• _TEXT BLOCK_
Rain slams the windshield as the sky darkens. It's after 10 p.m. when they drive into what feels like Deliverance country. The race is in the Hill Country State Park, ten miles outside of Bandera, a small cowboy town where bar stools have saddles instead of seat cushions.
Mark drives the rig up a hill past picket fences into a darkened ocean of tents, trucks and trailers; horses stand silhouetted against the night sky. After the horses are settled, Mark and Darolyn are too tired to set up the tent, so they sleep in the rig. It's 1:30 a.m. when Darolyn's now-20-year-old student Laura spreads a tarp onto the hay, lies down and falls asleep.
In 1955 rancher Wendell Robie and his neighbor argued that horses weren't as durable as they used to be. Robie challenged his neighbor to a 24-hour, 100-mile ride along the old Pony Express trail. Robie placed an ad in The Reno Gazetteopening up the challenge to ride through the Sierras from Tahoe City to Auburn. Five people showed up; four finished. The next year a dozen more showed up. Today people fight to get off the waiting list and into one of 250 coveted slots to compete in the annual Tevis Cup ride. Races patterned after the Tevis spread across the country and around the world.
On Memorial Day weekend about 60 riders, most of them women, saddled up at the Memory ride. Hundred-mile rides are usually ridden in one long day that turns into night. No one naps, they just ride. But this ride is broken into two 12-hour, 50-mile races.

• _TASK LIST_
(A) According to the endurance ride passage, how many people finished Wendell Robie's first 100-mile challenge?
(B) Return everything in the endurance ride passage from "Rain slams the" down to "and falls asleep.".
(C) Take the endurance ride passage further, picking up right after its last sentence.
The data that comes next has nothing to do with any of this.

• _LISTING_
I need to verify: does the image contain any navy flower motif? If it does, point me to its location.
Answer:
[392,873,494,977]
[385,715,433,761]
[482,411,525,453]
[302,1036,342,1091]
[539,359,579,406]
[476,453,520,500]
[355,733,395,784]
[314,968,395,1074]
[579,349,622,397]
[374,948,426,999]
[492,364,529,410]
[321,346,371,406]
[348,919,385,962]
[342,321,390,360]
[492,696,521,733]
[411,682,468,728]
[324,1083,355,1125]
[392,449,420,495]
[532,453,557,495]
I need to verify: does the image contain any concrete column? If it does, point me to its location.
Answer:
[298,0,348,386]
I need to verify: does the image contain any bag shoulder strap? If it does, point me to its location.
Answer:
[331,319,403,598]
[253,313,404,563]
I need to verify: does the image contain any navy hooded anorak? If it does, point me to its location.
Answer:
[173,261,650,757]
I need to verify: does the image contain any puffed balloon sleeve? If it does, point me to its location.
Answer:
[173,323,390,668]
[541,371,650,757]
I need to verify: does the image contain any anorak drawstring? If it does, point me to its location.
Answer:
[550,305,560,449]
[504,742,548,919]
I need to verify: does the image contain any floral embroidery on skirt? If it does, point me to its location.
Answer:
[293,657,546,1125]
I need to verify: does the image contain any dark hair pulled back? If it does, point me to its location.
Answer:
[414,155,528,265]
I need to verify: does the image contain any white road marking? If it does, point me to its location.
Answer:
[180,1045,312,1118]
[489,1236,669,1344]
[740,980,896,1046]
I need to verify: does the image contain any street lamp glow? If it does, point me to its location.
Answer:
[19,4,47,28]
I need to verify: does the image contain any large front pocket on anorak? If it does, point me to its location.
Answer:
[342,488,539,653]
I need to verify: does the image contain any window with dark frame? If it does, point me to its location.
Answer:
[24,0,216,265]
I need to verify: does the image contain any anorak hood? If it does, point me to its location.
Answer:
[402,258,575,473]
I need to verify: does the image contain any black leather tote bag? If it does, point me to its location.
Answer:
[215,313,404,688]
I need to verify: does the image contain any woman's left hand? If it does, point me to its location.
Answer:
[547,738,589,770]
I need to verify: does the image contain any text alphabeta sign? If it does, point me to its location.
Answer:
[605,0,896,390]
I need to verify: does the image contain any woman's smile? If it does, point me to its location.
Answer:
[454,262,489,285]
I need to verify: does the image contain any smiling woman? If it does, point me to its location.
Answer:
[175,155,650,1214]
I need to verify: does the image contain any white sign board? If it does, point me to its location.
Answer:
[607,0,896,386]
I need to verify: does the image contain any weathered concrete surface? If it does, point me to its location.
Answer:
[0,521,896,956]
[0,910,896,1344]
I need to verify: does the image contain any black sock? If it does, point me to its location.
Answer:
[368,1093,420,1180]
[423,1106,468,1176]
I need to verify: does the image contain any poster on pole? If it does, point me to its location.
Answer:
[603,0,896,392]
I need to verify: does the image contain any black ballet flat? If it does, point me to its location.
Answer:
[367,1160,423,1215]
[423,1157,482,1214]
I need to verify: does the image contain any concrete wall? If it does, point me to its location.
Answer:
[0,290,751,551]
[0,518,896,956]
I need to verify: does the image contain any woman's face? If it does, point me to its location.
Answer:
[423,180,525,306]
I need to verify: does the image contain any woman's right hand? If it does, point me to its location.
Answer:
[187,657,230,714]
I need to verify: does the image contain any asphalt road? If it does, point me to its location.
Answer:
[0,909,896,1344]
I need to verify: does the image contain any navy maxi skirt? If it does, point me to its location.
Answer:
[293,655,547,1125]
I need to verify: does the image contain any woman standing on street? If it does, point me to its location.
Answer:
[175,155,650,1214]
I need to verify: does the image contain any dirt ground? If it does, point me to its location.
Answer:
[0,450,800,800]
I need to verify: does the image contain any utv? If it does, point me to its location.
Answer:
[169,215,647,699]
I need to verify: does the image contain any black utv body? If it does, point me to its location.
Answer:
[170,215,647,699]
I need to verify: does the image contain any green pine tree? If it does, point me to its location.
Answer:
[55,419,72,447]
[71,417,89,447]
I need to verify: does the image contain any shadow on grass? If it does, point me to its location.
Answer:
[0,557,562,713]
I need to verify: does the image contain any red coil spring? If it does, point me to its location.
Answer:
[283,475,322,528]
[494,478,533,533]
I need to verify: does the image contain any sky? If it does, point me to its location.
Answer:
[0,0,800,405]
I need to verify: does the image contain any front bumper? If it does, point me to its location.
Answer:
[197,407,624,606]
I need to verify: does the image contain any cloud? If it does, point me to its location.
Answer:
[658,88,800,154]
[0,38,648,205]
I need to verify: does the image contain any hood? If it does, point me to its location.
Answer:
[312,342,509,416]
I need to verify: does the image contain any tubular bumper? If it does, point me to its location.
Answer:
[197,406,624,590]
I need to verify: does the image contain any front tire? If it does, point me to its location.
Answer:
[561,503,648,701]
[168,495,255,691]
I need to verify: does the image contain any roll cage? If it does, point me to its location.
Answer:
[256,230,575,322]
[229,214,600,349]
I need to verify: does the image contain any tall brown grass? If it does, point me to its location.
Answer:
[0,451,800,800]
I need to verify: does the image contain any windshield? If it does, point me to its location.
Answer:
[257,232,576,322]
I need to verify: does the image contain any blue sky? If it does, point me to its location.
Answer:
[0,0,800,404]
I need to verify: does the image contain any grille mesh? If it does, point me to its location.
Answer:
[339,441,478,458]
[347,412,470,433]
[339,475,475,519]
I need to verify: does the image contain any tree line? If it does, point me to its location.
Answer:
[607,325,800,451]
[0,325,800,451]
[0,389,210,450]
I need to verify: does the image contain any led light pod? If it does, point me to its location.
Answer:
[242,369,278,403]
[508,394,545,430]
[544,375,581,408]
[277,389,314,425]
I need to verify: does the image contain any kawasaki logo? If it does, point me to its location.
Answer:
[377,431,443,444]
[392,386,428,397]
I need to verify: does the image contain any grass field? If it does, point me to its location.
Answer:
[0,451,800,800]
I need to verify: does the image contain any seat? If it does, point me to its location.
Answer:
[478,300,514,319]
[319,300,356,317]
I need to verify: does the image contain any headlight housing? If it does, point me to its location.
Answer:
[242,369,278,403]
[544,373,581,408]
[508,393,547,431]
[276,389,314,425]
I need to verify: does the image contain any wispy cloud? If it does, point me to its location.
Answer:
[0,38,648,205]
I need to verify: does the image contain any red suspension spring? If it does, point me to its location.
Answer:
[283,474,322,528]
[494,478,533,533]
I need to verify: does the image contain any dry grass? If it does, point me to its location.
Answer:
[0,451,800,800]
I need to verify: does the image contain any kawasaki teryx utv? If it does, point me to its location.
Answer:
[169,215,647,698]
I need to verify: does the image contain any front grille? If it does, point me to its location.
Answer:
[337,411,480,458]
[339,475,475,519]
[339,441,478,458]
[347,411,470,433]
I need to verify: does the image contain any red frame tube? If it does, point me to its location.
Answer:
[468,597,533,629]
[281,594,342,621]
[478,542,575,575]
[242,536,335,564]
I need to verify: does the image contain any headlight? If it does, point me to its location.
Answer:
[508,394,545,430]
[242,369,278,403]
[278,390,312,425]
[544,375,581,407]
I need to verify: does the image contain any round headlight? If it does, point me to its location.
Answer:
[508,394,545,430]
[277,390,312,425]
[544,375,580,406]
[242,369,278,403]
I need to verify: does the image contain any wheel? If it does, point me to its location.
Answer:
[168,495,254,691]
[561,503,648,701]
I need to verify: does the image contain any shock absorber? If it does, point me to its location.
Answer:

• _EXPECTED RESPONSES_
(A) Four of the five people who showed up finished.

(B)
Rain slams the windshield as the sky darkens. It's after 10 p.m. when they drive into what feels like Deliverance country. The race is in the Hill Country State Park, ten miles outside of Bandera, a small cowboy town where bar stools have saddles instead of seat cushions.
Mark drives the rig up a hill past picket fences into a darkened ocean of tents, trucks and trailers; horses stand silhouetted against the night sky. After the horses are settled, Mark and Darolyn are too tired to set up the tent, so they sleep in the rig. It's 1:30 a.m. when Darolyn's now-20-year-old student Laura spreads a tarp onto the hay, lies down and falls asleep.

(C)
The race costs about $1.25 per mile, and there's no big prize at the end. Oftentimes the grand prize is a bucket or a blanket. The prize Darolyn's most proud of is a ceramic horse she won racing in the Badlands; 66 people started, 16 finished -- Darolyn came in last. The American Endurance Riding Association's motto is "To finish is to win."
At 5:15 a.m. Peter Ansorge wanders the camp carrying a broken, duct-taped bullhorn. As the ride manager, he's the alarm clock. "Get on up, now," he shouts. "It's time to get up."
Darolyn's already curling her eyelashes and adding fresh waterproof mascara. She swallows ten vitamins and twirls her hip-long gray hair into a French twist. On her head is a wide-brimmed straw hat decorated with a fresh gardenia.
Usually Darolyn braids turquoise bears into her horse's mane; they symbolize strength and courage. But she doesn't have time today. She does four quick French braids to keep the hair off the horse's neck and to give her something to hold on to when riding uphill.
In the darkness Peter stands at the bottom of the hill, a white lantern at his feet. With his bullhorn, the Greek and Roman literature professor hollers at people to come into the light. Riders in the 50-mile race call out their names and the number grease-penciled on their horses' rumps as Cynthia Ansorge checks them in. The air is so hot and wet the 26 riders are already sweating.
"It's getting light fast," Peter says.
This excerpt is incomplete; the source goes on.